> **DATA EXCERPTS**
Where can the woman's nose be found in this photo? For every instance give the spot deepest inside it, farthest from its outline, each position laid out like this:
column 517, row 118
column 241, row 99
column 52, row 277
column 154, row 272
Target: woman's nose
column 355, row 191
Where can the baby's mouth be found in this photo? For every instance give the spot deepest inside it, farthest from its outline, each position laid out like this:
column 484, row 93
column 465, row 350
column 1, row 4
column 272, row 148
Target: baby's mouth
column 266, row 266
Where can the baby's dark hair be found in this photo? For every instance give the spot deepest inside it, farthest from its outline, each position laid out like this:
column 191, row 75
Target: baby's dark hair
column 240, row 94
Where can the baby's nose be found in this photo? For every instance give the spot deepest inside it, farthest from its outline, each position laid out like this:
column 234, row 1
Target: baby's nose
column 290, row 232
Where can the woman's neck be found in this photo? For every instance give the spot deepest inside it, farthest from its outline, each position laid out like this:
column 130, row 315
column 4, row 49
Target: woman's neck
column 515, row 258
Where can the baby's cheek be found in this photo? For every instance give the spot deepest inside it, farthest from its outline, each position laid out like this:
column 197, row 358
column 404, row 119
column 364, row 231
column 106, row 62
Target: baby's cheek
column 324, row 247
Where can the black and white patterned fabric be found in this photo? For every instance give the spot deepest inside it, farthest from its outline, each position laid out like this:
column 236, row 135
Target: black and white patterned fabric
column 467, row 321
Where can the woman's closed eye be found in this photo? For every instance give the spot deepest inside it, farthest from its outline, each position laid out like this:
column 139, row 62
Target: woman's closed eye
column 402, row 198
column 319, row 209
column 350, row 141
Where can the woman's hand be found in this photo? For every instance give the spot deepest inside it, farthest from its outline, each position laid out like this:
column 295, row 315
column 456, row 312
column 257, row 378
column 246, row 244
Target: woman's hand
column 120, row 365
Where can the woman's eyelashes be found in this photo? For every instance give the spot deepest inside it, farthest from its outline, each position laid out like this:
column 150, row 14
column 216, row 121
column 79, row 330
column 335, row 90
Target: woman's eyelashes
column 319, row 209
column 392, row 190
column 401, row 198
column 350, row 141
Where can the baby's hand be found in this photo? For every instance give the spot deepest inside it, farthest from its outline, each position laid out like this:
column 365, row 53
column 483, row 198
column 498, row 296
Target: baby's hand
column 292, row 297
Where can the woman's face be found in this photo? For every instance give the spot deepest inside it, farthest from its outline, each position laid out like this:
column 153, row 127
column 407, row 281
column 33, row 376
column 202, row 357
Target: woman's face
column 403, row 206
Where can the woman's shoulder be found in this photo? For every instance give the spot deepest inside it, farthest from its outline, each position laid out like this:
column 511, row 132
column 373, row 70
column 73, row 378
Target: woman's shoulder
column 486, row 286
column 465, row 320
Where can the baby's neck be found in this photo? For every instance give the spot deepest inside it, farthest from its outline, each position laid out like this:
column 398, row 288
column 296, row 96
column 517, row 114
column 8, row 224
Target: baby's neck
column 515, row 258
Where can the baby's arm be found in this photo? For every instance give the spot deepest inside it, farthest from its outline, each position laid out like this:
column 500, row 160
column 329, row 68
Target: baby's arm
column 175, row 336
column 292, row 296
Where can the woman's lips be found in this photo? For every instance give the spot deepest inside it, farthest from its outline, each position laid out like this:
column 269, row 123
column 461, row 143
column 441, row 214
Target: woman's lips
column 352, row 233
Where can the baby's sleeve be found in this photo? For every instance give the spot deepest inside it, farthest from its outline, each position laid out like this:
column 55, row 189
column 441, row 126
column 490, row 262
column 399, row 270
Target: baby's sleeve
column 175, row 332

> **TASK TO COMPLETE**
Could you render all of the material above as a JSON list of strings, with one string per line and blank lines left out?

> **TASK RESULT**
[
  "Where can the woman's nose be found in this photo? For every instance give the spot deepest inside it, farthest from its outline, each position laid out like this:",
  "column 517, row 118",
  "column 241, row 99",
  "column 52, row 277",
  "column 154, row 272",
  "Target: woman's nose",
  "column 355, row 191",
  "Where can the baby's mouth be found in this photo? For every instance give the spot deepest inside it, farthest from its outline, each position laid out like this:",
  "column 484, row 93",
  "column 465, row 350",
  "column 1, row 4",
  "column 272, row 148",
  "Target: baby's mouth",
  "column 266, row 266",
  "Where can the baby's dark hair be found in this photo? For every instance give the spot deepest inside it, farthest from its outline, each position laid out like this:",
  "column 191, row 75",
  "Target: baby's dark hair",
  "column 240, row 94",
  "Where can the baby's nose be found in this photo? For every instance give the spot deepest inside it, farthest from its outline, each position laid out like this:",
  "column 234, row 1",
  "Target: baby's nose",
  "column 290, row 232",
  "Where can the woman's neck be found in this photo? For every instance give the spot deepest inside it, farthest from its outline, each position laid out like this:",
  "column 130, row 315",
  "column 4, row 49",
  "Target: woman's neck",
  "column 515, row 258",
  "Where can the baby's cheek be found in this photo? For every instance give the spot deepest inside it, farthest from its outline, each position laid out like this:",
  "column 197, row 358",
  "column 404, row 119",
  "column 364, row 231",
  "column 106, row 62",
  "Target: baby's cheek",
  "column 324, row 247",
  "Where can the black and white patterned fabric be found in this photo? For every instance give the spot deepest inside it, farthest from its outline, each position laid out like this:",
  "column 236, row 135",
  "Target: black and white patterned fabric",
  "column 467, row 321",
  "Where can the woman's closed eye be found in this photo? For every instance give the spot deepest inside it, farthest from its outline, each position laid out like this:",
  "column 139, row 62",
  "Target: woman's closed eye",
  "column 402, row 198",
  "column 319, row 209",
  "column 350, row 141",
  "Where can the woman's hand be found in this photo? For every instance give the spot deepest inside it, farthest from its outline, each position laid out like this:",
  "column 295, row 315",
  "column 456, row 312",
  "column 257, row 378",
  "column 246, row 244",
  "Target: woman's hand",
  "column 120, row 365",
  "Where can the woman's eyelashes be found in this photo? For every instance give the spot deepest inside it, farthest from its outline, each position laid out like this:",
  "column 150, row 14",
  "column 216, row 121",
  "column 79, row 330",
  "column 335, row 90",
  "Target: woman's eyelashes",
  "column 319, row 209",
  "column 392, row 190",
  "column 401, row 198",
  "column 350, row 141",
  "Where can the baby's hand be found in this photo? For every instance give the spot deepest inside it, farthest from its outline, each position laid out like this:",
  "column 365, row 53",
  "column 483, row 198",
  "column 498, row 296",
  "Target: baby's hand",
  "column 292, row 297",
  "Where can the woman's face be found in this photo? For every instance give the spot deepest inside it, farthest from its outline, each position laid out like this:",
  "column 153, row 127",
  "column 407, row 281",
  "column 33, row 376",
  "column 202, row 357",
  "Target: woman's face",
  "column 403, row 206",
  "Where can the woman's shoulder be found in this photo? For every instance give the spot deepest inside it, farthest from its outline, each position laid out like this:",
  "column 511, row 132",
  "column 373, row 70",
  "column 73, row 378",
  "Target: woman's shoulder",
  "column 486, row 286",
  "column 465, row 320",
  "Where can the baby's neck be found in this photo? For every instance give the spot deepest inside it, farthest from its outline, each position laid out like this:",
  "column 398, row 288",
  "column 296, row 96",
  "column 517, row 114",
  "column 8, row 224",
  "Target: baby's neck",
  "column 515, row 258",
  "Where can the baby's arm be found in this photo? For every instance give the spot deepest inside it, farthest from its outline, each position laid out like this:",
  "column 500, row 160",
  "column 329, row 68",
  "Target: baby's arm",
  "column 175, row 336",
  "column 292, row 296",
  "Where can the woman's lips be found in this photo? For every instance give the spot deepest inside it, farthest from its outline, each position laid out like this:",
  "column 269, row 123",
  "column 461, row 143",
  "column 441, row 214",
  "Target: woman's lips",
  "column 352, row 233",
  "Where can the baby's sleeve be found in this photo? For every instance give the spot deepest inside it, farthest from its outline, each position laid out like this:",
  "column 55, row 189",
  "column 441, row 126",
  "column 490, row 262",
  "column 399, row 270",
  "Target: baby's sleeve",
  "column 175, row 332"
]